TO DO – Reproduce the material from its first line through the line containing "[[304, 50]]", renaming "treeline" to "forest edge" and keeping everything else the same.

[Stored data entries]
'''

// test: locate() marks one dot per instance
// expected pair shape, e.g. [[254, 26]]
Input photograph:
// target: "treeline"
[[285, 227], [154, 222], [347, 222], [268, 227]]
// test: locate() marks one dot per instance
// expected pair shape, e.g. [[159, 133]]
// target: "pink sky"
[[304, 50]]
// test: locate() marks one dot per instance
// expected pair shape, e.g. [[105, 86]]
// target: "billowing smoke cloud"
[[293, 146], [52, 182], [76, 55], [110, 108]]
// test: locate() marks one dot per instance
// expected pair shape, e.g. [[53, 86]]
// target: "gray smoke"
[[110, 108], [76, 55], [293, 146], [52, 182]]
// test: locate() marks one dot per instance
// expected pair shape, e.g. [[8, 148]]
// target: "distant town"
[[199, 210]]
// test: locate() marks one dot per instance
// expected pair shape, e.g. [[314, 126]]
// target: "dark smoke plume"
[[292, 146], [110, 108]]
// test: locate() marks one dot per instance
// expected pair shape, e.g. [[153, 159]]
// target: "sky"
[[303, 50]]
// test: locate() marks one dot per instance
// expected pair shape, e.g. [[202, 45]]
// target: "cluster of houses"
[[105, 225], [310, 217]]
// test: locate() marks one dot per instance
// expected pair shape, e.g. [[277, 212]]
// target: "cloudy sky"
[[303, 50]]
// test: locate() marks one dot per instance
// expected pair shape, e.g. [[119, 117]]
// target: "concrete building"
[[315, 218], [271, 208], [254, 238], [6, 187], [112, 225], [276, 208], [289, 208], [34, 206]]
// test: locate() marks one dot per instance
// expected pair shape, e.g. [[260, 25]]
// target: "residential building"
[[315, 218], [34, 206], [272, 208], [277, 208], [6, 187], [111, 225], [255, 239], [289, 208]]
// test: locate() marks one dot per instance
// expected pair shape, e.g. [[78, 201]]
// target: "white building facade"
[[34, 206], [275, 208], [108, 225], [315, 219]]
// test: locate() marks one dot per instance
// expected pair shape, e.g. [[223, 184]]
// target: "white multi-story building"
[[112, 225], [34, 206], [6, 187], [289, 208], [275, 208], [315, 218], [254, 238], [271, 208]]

'''

RESPONSE BELOW –
// test: locate() marks one dot per instance
// expected pair shape, e.g. [[254, 26]]
Input photograph:
// target: "forest edge"
[[285, 227], [154, 222], [347, 222], [268, 227]]
// test: locate() marks one dot per instance
// expected pair shape, e.g. [[159, 133]]
// target: "pink sky"
[[304, 50]]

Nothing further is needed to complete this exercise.